**TASK ITEM**
Transcribe every one of the following records verbatim, with no changes.

•••••

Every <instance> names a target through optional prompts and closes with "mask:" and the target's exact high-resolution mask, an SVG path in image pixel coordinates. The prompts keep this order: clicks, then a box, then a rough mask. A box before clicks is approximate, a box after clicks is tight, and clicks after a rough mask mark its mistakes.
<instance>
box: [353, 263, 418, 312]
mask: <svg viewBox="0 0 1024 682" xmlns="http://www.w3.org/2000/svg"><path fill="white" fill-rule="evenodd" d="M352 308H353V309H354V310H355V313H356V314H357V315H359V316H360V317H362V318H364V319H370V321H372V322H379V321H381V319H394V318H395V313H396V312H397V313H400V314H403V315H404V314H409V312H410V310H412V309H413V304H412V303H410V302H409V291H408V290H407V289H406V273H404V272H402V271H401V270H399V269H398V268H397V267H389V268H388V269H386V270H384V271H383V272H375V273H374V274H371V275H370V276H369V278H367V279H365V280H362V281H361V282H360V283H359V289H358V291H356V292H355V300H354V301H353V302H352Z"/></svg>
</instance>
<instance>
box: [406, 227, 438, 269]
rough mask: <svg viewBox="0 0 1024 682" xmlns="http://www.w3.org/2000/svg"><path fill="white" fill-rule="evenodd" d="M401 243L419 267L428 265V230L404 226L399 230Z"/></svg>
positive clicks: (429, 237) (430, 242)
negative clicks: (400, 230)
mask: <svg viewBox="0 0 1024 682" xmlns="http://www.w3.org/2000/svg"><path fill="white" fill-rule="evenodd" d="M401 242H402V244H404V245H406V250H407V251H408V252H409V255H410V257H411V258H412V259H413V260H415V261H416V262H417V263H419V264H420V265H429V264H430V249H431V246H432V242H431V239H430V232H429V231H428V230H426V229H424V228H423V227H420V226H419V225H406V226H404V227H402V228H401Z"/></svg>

•••••

**OUTPUT BELOW**
Every <instance> names a target through optional prompts and closes with "mask:" and the target's exact high-resolution mask, an SVG path in image pixel coordinates. The prompts keep this order: clicks, then a box, then a rough mask. A box before clicks is approximate, a box after clicks is tight, and clicks after a rough mask mark its mistakes.
<instance>
box: [353, 263, 418, 312]
mask: <svg viewBox="0 0 1024 682" xmlns="http://www.w3.org/2000/svg"><path fill="white" fill-rule="evenodd" d="M352 308H353V309H354V310H355V313H356V314H357V315H359V316H360V317H362V318H364V319H370V321H372V322H379V321H381V319H394V318H395V313H396V312H397V313H400V314H403V315H404V314H409V312H410V310H412V309H413V304H412V303H410V302H409V291H408V290H407V289H406V273H404V272H402V271H401V270H399V269H398V268H397V267H389V268H388V269H386V270H384V271H383V272H375V273H374V274H371V275H370V276H369V278H367V279H365V280H362V281H361V282H360V283H359V289H358V291H356V292H355V300H354V301H353V302H352Z"/></svg>
</instance>
<instance>
box: [406, 227, 438, 269]
rough mask: <svg viewBox="0 0 1024 682" xmlns="http://www.w3.org/2000/svg"><path fill="white" fill-rule="evenodd" d="M401 243L419 267L428 265V230L404 226L399 230Z"/></svg>
positive clicks: (429, 237) (430, 242)
negative clicks: (400, 230)
mask: <svg viewBox="0 0 1024 682" xmlns="http://www.w3.org/2000/svg"><path fill="white" fill-rule="evenodd" d="M401 242H402V244H404V245H406V250H407V251H408V252H409V255H410V257H411V258H412V259H413V260H415V261H416V262H417V263H419V264H420V265H429V264H430V249H431V246H432V242H431V239H430V232H429V231H428V230H426V229H424V228H423V227H420V226H419V225H406V226H404V227H402V228H401Z"/></svg>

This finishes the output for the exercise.